SUPPLIED PASSAGE =
The San Francisco 49ers have made Jimmy Garoppolo the richest player in National Football League history, with a $137.5-million contract.at $27.5M per season, and I’m asking myself this: What am I missing? I mean, that’s more coin that Tom Brady takes home. More than Aaron Rodgers. More than Drew Brees. Those three are Super Bowl-winning quarterbacks. Garappolo has won…oh, that’s right, he earned two Super Bowl rings for holding a clipboard for Brady. Go figure.

Oh joy. Baseball is back. And it’ll be on TV at the end of the week, which means it’ll be beer and baseball at Bart’s Pub on Saturday afternoons from now until October. There’s just something about baseball that makes the beer taste better.

Kaitlyn Lawes, John Morris, Canada’s figure skating team and Steve Simmons…which one doesn’t belong in South Korea?

It would be so easy to trash Steve Simmons today. And, lord knows, he deserves a serious paddywhacking. A wedgie, too.

But what’s the point?

The man is a mook. Always has been, always will be. He isn’t going to change. He’ll continue to file dung heaps disguised as sports columns for the Postmedia chain of newspapers, and they’ll continue to be a betrayal of facts and tilted heavily toward the nasty side of any discussion.

His most recent epic would be the ultimate example.

Simmons, based in the Republic of Tranna but given a national platform under the Postmedia banner, has piddled on our mixed doubles curling gold medalists, the delightful Kaitlyn Lawes and the intense John Morris. He paints them as the bearded ladies of the five-ring circus known as the Olympic Winter Games. Strictly a sideshow. And those medals they won? Fool’s gold. Worthless, like a pub without pints.

He also aims his poisonous darts at the seven fancy skaters who struck gold for Canada in the team event at South Korea. Another circus act. Bears riding bicycles. Clowns squeezing into a VW beetle.

It is a disrespectful, hurtful and acrid essay. It is mean in spirit, fraught with glaring inaccuracies, and horse-and-buggy in tone. In other words, totally what you’d expect from an opinionist who believes the loudest voice, not fact or reason, wins any argument.

Simmons writes…

Gold medalists Kaitlyn Lawes and John Morris.

Mixed curling, invented in form for these Winter Games, does not belong on the big stage. You know that for this very reason: Most Olympic athletes train their entire lives just to qualify for the Games, let alone wind up on any podium. Yet John Morris and Kaitlyn Lawes stood on a podium with gold medals around their neck having practiced once for half an hour in Winnipeg, before dominating the field here. Once.”

(Totally incorrect. Both Lawes and Morris have spent a lifetime prepping for the Olympics. She first slid from the hack at age four, he at age five. Together, they earned their ticket to South Korea and their spot on the top step of the podium by emerging from the Canadian mixed doubles Olympic trials. It was an 18-team, six-day tournament. Lawes and Morris played 13 games before arriving in PyeongChang. By way of comparison, the Canadian men’s patchwork hockey team had just three dress rehearsals prior to the opening faceoff in South Korea.)

The world championships of mixed curling is not played by two curlers. It’s played by four.”

TASK INPUTS =

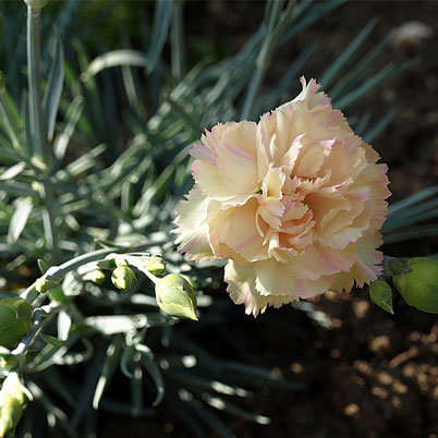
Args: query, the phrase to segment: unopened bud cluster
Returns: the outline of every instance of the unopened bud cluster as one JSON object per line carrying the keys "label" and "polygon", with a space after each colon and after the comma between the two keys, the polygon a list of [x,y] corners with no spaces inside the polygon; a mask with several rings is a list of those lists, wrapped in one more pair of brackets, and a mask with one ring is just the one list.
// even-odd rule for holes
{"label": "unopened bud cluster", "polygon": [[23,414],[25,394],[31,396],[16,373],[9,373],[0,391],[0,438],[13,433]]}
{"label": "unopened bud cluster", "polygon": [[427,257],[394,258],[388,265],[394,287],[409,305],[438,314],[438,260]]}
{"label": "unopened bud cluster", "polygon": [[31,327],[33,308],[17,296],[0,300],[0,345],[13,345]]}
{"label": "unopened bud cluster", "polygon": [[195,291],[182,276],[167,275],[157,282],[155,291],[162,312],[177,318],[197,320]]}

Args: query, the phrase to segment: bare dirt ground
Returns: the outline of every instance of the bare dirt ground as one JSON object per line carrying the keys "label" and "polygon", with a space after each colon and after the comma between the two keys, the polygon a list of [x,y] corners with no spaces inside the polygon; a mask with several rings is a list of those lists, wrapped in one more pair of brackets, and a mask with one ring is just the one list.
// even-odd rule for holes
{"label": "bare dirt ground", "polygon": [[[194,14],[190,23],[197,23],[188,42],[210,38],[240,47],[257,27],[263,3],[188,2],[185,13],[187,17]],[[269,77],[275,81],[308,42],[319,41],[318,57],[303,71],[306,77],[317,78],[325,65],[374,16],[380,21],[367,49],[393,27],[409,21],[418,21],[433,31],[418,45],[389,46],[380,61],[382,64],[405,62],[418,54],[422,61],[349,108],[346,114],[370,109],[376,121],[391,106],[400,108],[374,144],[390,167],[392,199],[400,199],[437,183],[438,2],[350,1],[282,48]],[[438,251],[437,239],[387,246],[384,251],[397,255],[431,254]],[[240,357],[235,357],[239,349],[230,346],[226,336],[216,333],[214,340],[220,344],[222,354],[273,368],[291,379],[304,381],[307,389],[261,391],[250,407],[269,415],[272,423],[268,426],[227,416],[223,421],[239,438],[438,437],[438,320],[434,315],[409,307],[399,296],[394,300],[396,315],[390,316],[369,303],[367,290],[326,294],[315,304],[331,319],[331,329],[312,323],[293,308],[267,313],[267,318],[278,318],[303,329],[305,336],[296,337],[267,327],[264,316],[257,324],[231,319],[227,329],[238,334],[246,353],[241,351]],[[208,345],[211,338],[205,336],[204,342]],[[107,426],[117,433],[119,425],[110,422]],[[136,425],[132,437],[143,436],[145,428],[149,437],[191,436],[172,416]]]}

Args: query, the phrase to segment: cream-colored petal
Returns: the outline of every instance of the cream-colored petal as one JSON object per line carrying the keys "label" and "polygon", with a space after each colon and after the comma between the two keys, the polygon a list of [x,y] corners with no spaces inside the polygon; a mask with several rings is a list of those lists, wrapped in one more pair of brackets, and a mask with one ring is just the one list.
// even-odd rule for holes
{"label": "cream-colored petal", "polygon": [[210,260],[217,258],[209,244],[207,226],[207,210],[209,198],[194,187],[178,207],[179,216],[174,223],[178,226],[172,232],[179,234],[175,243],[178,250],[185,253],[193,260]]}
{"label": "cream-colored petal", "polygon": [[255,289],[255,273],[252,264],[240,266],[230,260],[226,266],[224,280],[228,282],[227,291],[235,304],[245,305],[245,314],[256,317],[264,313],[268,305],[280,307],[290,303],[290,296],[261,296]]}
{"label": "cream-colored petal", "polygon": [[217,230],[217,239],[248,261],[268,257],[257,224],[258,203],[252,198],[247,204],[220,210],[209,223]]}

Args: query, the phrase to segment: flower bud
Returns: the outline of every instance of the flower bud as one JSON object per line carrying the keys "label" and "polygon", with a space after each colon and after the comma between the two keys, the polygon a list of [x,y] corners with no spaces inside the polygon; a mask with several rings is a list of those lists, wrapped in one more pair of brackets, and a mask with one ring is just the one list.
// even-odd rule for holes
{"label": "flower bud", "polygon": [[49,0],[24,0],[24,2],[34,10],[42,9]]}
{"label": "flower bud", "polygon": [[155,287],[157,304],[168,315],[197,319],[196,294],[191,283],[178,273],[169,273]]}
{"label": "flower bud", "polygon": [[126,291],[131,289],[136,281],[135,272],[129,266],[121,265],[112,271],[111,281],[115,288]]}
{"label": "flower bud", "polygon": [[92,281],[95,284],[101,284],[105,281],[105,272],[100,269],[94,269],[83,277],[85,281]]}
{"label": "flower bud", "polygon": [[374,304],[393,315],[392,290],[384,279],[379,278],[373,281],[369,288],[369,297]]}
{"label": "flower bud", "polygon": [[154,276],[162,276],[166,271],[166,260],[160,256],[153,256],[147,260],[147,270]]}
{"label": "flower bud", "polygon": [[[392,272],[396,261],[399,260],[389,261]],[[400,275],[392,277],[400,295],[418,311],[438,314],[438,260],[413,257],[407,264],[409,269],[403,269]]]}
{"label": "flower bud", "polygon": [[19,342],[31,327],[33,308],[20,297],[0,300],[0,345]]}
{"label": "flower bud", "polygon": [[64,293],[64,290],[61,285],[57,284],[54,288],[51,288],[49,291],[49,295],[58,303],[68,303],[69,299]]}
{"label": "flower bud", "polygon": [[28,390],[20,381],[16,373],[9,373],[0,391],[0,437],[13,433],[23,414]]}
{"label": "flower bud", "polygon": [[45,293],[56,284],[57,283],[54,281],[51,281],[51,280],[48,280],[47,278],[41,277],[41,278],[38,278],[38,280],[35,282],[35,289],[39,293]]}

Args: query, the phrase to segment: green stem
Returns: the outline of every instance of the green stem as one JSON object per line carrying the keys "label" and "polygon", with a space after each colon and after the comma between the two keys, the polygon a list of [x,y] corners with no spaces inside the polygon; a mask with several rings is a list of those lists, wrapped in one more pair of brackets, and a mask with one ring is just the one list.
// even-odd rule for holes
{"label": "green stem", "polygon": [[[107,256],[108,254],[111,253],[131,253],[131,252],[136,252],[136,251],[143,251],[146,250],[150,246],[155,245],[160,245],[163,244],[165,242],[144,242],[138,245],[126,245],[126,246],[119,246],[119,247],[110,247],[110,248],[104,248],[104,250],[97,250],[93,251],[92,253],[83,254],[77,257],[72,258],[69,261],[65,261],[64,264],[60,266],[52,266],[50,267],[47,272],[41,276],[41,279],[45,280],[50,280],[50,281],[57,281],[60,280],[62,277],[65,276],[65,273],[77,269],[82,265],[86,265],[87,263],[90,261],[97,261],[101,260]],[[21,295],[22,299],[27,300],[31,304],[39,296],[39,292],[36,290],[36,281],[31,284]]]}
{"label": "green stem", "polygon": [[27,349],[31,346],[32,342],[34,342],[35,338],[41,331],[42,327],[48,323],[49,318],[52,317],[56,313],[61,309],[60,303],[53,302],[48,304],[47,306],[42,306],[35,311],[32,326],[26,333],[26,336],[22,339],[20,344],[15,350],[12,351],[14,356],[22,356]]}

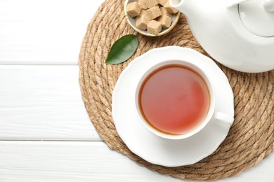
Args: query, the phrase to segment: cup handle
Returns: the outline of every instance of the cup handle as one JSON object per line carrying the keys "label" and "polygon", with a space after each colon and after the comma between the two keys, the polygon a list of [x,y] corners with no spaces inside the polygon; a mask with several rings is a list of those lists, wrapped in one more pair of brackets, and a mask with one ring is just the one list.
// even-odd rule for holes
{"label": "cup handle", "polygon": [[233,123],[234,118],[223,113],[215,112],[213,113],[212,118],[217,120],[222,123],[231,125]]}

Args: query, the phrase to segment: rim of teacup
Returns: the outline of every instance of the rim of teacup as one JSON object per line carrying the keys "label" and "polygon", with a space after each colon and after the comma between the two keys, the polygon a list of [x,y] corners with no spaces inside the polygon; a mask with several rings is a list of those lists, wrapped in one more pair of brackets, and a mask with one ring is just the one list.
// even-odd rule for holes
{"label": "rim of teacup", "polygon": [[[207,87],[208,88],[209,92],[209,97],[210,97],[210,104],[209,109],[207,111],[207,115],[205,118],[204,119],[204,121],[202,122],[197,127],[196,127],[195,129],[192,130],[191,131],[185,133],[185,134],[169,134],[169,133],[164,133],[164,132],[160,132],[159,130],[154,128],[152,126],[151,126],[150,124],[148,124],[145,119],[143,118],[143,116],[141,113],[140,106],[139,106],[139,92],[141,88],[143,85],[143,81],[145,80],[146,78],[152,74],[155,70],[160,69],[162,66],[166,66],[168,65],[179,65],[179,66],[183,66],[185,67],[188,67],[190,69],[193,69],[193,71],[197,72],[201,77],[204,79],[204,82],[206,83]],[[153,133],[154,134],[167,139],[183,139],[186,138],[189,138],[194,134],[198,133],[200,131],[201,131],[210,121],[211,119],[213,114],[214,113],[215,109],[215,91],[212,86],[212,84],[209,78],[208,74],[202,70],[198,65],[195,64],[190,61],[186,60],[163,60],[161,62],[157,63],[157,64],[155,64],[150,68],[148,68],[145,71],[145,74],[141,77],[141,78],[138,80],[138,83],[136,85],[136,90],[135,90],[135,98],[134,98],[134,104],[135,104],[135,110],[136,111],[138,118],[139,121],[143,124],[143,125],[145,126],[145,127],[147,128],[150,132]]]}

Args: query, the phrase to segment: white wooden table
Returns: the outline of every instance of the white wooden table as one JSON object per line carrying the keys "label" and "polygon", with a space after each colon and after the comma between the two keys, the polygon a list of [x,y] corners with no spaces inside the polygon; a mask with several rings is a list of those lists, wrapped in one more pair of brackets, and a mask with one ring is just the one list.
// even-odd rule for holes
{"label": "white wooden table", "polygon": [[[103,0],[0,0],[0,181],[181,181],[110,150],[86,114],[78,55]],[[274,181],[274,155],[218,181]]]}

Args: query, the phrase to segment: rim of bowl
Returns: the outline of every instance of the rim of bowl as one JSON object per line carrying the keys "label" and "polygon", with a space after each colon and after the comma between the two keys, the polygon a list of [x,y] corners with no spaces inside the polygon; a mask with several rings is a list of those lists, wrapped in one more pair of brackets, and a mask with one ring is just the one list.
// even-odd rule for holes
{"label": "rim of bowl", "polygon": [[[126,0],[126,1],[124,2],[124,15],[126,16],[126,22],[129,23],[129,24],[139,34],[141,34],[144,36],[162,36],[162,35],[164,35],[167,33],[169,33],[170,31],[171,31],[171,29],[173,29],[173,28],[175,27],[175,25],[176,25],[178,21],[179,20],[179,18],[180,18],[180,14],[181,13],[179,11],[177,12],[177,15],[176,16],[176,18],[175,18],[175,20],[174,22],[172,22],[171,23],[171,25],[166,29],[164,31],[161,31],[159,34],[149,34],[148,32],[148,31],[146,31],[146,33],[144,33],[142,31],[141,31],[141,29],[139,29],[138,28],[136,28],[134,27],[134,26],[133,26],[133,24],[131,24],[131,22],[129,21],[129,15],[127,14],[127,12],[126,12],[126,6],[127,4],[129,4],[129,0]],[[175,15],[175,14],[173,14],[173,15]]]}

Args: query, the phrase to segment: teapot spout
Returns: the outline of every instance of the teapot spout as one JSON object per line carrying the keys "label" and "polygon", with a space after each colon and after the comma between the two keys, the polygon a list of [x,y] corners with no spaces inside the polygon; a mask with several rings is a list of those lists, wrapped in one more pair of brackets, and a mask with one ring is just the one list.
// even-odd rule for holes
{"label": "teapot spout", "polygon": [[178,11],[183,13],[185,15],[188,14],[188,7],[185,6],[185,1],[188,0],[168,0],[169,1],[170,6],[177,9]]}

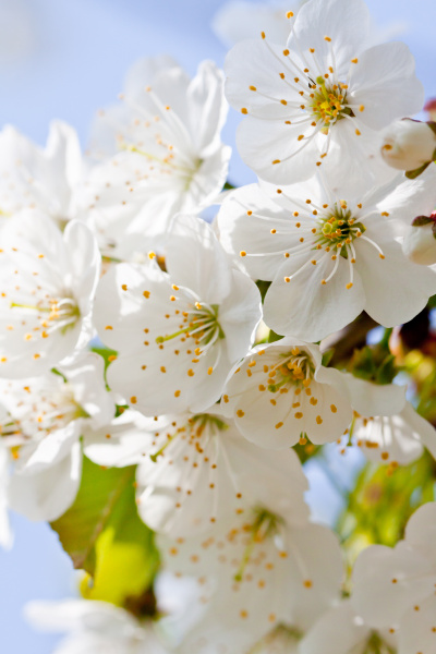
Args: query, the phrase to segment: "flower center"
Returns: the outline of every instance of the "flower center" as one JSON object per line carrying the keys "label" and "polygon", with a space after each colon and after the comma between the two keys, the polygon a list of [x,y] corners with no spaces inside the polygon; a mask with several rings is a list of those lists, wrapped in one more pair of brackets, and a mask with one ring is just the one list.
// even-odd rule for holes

REQUIREMENTS =
1) In the sports column, why does the writer say Simmons is wrong that Lawes and Morris won gold after practicing once for half an hour?
2) Show every line of the listing that contains the string "unopened".

WRITTEN RESPONSES =
1) Both have trained for the Olympics their whole lives: Lawes started curling at four and Morris at five. They also earned their place by coming through the Canadian mixed doubles Olympic trials, an 18-team, six-day tournament, and they played 13 games before arriving in PyeongChang.

2)
Args: query, the phrase to segment: unopened bud cluster
Returns: the outline of every instance of the unopened bud cluster as one JSON object per line carrying the keys "label" and "polygon", with a space after each colon and after the comma between the two keys, the polygon a list of [x,y] corners with no spaces inside the polygon; a mask with several rings is a list of those lists, wrapped in one more pair of brackets, and a mask with one ring is just the one list.
{"label": "unopened bud cluster", "polygon": [[23,414],[25,394],[31,396],[16,373],[9,373],[0,391],[0,438],[13,433]]}
{"label": "unopened bud cluster", "polygon": [[427,257],[394,258],[388,265],[394,287],[409,305],[438,314],[438,260]]}
{"label": "unopened bud cluster", "polygon": [[31,327],[33,308],[17,296],[0,300],[0,345],[13,345]]}
{"label": "unopened bud cluster", "polygon": [[195,291],[182,276],[167,275],[157,282],[155,291],[162,312],[177,318],[197,320]]}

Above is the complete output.